## What you have to do
Each line of the records that holds "below" should be shown in full.
"""
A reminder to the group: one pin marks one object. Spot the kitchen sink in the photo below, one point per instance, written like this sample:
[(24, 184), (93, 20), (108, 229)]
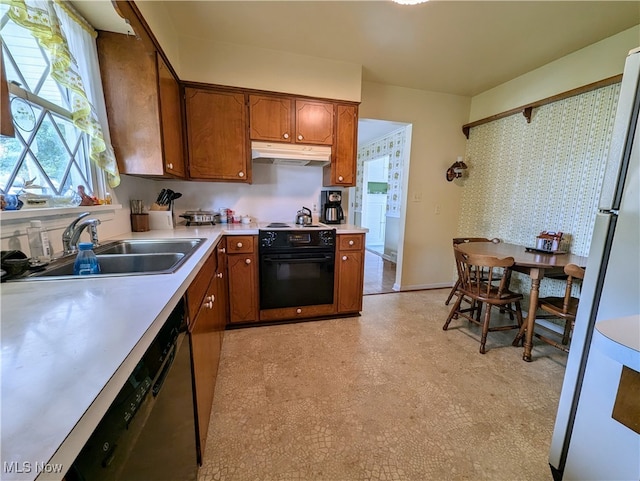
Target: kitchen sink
[(151, 246), (128, 257)]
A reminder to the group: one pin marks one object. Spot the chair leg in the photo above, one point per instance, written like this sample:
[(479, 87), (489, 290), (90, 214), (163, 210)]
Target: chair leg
[(567, 330), (485, 328), (453, 291), (454, 311)]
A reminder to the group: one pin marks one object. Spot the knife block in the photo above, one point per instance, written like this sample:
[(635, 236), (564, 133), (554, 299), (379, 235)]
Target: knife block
[(160, 219), (139, 222)]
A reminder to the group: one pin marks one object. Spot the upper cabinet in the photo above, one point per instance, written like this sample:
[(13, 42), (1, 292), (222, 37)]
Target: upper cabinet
[(217, 138), (143, 107), (314, 122), (291, 120), (271, 118), (342, 171)]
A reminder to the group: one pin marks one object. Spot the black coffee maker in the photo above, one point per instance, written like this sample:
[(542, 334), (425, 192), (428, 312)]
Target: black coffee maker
[(332, 212)]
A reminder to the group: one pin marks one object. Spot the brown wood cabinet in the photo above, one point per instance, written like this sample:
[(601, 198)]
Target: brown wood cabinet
[(217, 137), (349, 273), (143, 107), (270, 118), (314, 122), (287, 119), (242, 273), (342, 170), (206, 311)]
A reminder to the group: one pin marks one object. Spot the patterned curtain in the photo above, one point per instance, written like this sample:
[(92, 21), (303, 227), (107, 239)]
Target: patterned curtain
[(39, 17)]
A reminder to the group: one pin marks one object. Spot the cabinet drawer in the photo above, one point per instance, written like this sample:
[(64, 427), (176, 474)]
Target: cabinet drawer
[(353, 242), (240, 244)]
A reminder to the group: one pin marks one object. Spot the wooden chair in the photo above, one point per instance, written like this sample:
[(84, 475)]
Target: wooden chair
[(464, 240), (563, 308), (484, 280)]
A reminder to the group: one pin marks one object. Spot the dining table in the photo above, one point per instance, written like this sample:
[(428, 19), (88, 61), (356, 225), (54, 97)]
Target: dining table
[(535, 264)]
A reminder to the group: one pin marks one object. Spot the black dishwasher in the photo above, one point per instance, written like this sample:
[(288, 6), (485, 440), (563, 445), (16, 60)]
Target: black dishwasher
[(148, 431)]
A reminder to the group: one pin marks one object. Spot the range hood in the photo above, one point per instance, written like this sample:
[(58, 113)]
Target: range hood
[(290, 154)]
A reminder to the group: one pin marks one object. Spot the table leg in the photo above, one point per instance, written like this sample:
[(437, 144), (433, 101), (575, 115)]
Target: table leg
[(527, 326)]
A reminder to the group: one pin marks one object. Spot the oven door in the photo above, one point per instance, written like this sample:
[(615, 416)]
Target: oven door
[(296, 279)]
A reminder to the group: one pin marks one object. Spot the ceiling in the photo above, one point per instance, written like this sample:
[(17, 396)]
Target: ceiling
[(456, 47)]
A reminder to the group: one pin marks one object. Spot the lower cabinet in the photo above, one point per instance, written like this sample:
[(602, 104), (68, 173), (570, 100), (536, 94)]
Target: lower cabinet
[(242, 272), (349, 273), (206, 308)]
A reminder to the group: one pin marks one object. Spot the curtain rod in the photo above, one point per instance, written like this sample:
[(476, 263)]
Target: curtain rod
[(527, 109)]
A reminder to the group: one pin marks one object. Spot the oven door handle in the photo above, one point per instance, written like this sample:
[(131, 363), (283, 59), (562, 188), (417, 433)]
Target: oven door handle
[(297, 260)]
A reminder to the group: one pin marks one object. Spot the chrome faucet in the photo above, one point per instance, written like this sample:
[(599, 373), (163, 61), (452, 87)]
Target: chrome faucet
[(72, 233)]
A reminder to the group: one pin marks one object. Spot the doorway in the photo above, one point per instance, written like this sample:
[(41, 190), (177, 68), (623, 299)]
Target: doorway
[(377, 200), (374, 202)]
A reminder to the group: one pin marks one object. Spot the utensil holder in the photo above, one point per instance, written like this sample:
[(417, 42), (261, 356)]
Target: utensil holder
[(140, 222), (160, 219)]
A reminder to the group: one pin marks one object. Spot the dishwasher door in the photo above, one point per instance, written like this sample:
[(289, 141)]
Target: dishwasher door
[(166, 447), (149, 431)]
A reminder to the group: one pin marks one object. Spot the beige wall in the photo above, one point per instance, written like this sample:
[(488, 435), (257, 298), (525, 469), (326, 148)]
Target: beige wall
[(262, 69), (436, 141), (590, 64), (161, 24), (255, 68)]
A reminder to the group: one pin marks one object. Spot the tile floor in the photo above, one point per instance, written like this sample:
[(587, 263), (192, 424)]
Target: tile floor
[(379, 274), (385, 396)]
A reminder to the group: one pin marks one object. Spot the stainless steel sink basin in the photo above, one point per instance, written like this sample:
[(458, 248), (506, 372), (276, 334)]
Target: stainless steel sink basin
[(151, 246), (128, 257)]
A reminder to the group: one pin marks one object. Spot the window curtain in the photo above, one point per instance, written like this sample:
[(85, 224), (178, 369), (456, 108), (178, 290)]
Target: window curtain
[(65, 39)]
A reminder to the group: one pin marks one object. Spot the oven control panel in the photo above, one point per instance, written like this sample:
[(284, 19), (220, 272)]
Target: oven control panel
[(270, 240)]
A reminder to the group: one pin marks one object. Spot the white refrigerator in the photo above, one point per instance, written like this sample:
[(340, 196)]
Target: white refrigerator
[(587, 442)]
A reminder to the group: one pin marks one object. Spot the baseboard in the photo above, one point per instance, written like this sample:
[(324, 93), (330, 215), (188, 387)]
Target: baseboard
[(421, 287)]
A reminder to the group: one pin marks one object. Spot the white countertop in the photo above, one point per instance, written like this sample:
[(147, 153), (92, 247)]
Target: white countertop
[(68, 346)]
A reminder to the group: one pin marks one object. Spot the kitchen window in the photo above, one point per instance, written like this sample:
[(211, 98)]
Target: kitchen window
[(59, 141)]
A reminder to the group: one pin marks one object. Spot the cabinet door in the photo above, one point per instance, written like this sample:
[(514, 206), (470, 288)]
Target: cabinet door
[(342, 171), (314, 122), (217, 135), (242, 272), (205, 354), (350, 275), (270, 118), (171, 120)]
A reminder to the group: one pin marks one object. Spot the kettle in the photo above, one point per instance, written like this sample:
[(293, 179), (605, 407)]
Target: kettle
[(303, 217)]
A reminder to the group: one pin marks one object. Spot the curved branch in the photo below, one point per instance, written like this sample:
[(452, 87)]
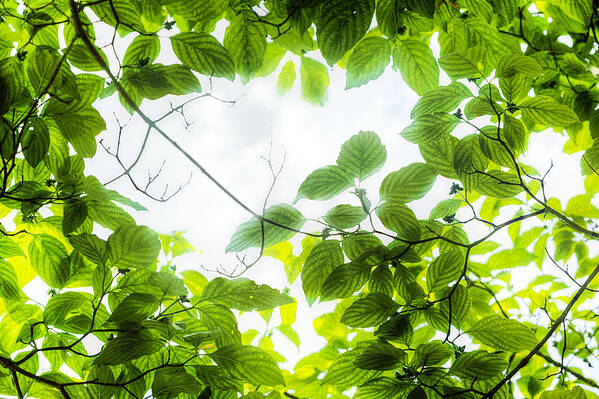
"""
## Final answer
A reminder to the group: one pin marks one object. Spot the kitchen sink in the photo below, one point per instance, written like this sample:
A reminder to the group: one pin marks one object. Spot the curved branch in the photo below, one point per instance, written like this sample:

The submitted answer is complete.